Dataset entries:
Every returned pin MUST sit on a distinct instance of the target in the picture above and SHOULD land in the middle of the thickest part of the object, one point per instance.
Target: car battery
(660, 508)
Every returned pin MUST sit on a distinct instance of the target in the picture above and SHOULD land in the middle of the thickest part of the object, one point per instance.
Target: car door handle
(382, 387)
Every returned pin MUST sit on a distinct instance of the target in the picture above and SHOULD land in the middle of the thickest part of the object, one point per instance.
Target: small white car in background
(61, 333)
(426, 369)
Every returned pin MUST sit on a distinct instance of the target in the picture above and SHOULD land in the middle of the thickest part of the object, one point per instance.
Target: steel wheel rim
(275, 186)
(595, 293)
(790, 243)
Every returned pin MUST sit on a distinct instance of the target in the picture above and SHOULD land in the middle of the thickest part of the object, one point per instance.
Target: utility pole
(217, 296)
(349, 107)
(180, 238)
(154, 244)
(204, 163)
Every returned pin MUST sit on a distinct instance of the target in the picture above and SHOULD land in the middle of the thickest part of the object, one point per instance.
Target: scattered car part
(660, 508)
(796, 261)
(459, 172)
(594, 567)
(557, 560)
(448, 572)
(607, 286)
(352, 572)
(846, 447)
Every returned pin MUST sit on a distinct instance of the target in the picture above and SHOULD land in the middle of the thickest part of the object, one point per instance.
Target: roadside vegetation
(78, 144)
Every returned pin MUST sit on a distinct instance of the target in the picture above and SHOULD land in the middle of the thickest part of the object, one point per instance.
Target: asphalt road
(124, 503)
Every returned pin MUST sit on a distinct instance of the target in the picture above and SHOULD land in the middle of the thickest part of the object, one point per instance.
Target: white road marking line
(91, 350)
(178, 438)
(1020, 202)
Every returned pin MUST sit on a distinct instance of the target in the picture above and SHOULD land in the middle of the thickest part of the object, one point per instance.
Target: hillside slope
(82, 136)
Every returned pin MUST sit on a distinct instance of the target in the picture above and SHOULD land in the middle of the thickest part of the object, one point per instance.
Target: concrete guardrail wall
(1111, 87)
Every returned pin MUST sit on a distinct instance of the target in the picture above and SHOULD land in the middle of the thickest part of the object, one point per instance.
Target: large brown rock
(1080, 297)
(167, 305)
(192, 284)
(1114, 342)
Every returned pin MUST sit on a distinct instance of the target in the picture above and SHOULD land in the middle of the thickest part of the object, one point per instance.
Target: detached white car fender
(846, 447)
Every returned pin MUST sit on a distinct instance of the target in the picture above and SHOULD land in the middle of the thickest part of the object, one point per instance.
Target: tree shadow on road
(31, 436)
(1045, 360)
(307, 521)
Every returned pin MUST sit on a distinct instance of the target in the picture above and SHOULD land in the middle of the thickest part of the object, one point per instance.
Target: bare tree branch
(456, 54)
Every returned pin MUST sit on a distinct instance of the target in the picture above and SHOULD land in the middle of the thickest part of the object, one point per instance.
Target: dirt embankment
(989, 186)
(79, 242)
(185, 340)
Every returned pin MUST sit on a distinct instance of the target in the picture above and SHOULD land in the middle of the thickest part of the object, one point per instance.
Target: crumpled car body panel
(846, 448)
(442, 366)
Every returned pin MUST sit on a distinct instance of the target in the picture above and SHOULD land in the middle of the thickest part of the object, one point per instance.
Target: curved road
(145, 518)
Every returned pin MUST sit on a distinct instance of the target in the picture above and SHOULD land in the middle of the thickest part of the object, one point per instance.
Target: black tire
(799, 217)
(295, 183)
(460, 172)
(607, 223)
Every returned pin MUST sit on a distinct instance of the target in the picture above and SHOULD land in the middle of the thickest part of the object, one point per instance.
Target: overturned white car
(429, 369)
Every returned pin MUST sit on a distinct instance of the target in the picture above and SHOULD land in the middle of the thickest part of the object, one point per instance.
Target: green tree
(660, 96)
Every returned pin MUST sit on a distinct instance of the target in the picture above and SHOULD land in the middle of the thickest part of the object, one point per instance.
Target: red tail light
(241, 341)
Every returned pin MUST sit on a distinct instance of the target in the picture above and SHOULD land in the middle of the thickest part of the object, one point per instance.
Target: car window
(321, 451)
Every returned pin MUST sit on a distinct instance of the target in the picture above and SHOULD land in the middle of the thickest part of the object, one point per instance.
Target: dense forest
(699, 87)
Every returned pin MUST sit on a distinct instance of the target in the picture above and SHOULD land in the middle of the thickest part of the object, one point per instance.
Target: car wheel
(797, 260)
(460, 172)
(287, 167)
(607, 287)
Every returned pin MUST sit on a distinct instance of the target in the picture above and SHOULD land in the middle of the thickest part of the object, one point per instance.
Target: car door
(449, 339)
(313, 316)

■ How to complete this task
Lines from the one that contains "Target: dense forest" through the final line of the entries must be duplicated exactly, and no other lines.

■ Problem solution
Target: dense forest
(699, 87)
Every returned pin MUST sit on a distinct instance of the target in the picture above and SHOULD land in the middle of the thickest part of the object, one point per instance.
Target: car wheel
(797, 260)
(460, 172)
(287, 167)
(607, 287)
Every returned pin MUST sit on a distinct instance of the target in the picture above and SHOULD land in the middle of the thickest part of the object, one point per instance.
Target: car door
(449, 339)
(313, 316)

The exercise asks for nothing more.